SELECTED EXTRACT »

I am building 3 bars in Antigua Guatemala, went down there to study Spanish and decided to stay for a while. I would like to use exclusively LED lighting if possible - I'm currently using cheap colored Christmas lights but can't wait to convert them to LEDs. Most lighting is indirect (lighting ceiling from the beams) or lighting the wall behind a column etc.

To drive the LEDs I was planning on using old PC computer transformers that put out 12volts (among other voltages) and anywhere between 25-50 amps. I've been doing some reading in the forums and understand that there can be problems ... I read stuff about over driving, the need for current limiting, rectifiers?, the need for a load on a transformer to prevent voltage spikes that can ruin your LEDs - someone mentioned putting a diode across to prevent this? (don't understand) ..

I was really planning to just wire similar lights (same color and electrical characteristics) in parallel using a resistor on each, and to wire these different parallel groups of lights in series - making sure they had equivalent loads so the current doesn't take the "easy way out," leaving the harder to drive leds unlit.

I was going to use a pot somewhere to offer at least some minimal dimming capabilities.

For the LEDs, I wasn't going to buy the latest greatest most expensive lights, but instead, buy some bright 6000-10000 mcd LEDs off of ebay for about $.10 each. That reminds me, any good thread on understanding mcd and lumens?

I also see RGB lights for less that $1.00 each, would be pretty cool to be able to mix the light myself using analog pots, don't know if that's worth getting into ...

Any advice would be greatly appreciated.

JP
 
MCD and lumens don't interchange.

INFORMATION SUPPLIED »
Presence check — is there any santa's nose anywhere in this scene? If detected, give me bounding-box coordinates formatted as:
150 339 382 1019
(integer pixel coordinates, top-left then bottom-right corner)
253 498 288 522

PROBLEM SET »
(A) According to the LED bar lighting post, how much current do the old PC computer transformers put out?
(B) List every issue that the writer of the LED bar lighting post says they read about in the forums.
(C) Continue the forum thread on LED bar lighting from its final sentence.

ANSWERS TO THE TASKS »
(A) Anywhere between 25 and 50 amps.

(B)
- Over driving
- The need for current limiting
- Rectifiers
- The need for a load on a transformer to prevent voltage spikes that can ruin the LEDs

(C)
The newer high power LEDs aren't that expensive(depends on where you buy from of course). Cheapest being the Edison Opto at $4.34 shipped(They also have many other LEDs and parts that you might want to look at), cheaper if you buy more then three. Probably much less blue then most 5mm LEDs and has a smoother beam.

I don't really understand how a driver functions so don't ask me about that stuff.
 
MCD and lumens don't interchange.
To be more specific:

MCD is a measure of intensity at a particular distance.

Lumens is a measure of total light output.

The difference is that a light with a given lumen rating can have different MCD ratings depending on how tight the beam is collimated.

This also means that an emitter that has half the MCD rating of another emitter may actually be more suitable for your application (indirect lighting of a club) - The low-MCD light may likely put out the same amount of light, but will bounce it evenly off of a large area of the ceiling, as opposed to putting a small spot on the ceiling.

It makes it very hard to compare 5mm LEDs with each other (always rated in MCD, not lumens), although most share the same drive current and don't vary too much in efficiency so you can usually rely on 5mms of a given color to all have similar lumen ratings.

Similarly, it makes it hard to compare 5mm LEDs to higher power LEDs that are rated in lumens. An uncollimated Luxeon I might have the same MCD rating as some of the brightest and most collimated 5mm LEDs, but will put out FAR more light - the 5mm unit is making a small bright spot, but the Luxeon is throwing out enormous amounts of light in all directions.
 
Thanks for the clear explantion of MCD and lumens. Totally understand how a lower MCD led with a larger view angle could end up serving me better for my indirect lighting applications.

I'm hung up on how to power these things. I was planning on using a pc power supply 12v 25+ amps, and running the LEDs in series and parallel. My question I guess concerns efficiency as well. Speaking in really round numbers, If I wire them in series I can reduce the 12v's by the voltage drop of each led and end up "showing" each LED its proper 3 volts without using a big resistor - being more efficient than having them all wired in parallel, showing each 12v and having to use a bigger resistor .. Am I correct in this?That being said, I could run 4 long "parallel wired" strands in series (given they all have the same characteristics) and be pretty efficient right?

I've been reading articles about initial voltage spikes and run away current frying leds, and have entertained the idea of using some kind of linear voltage, whether single chip controlled, or some FETs and transistors ...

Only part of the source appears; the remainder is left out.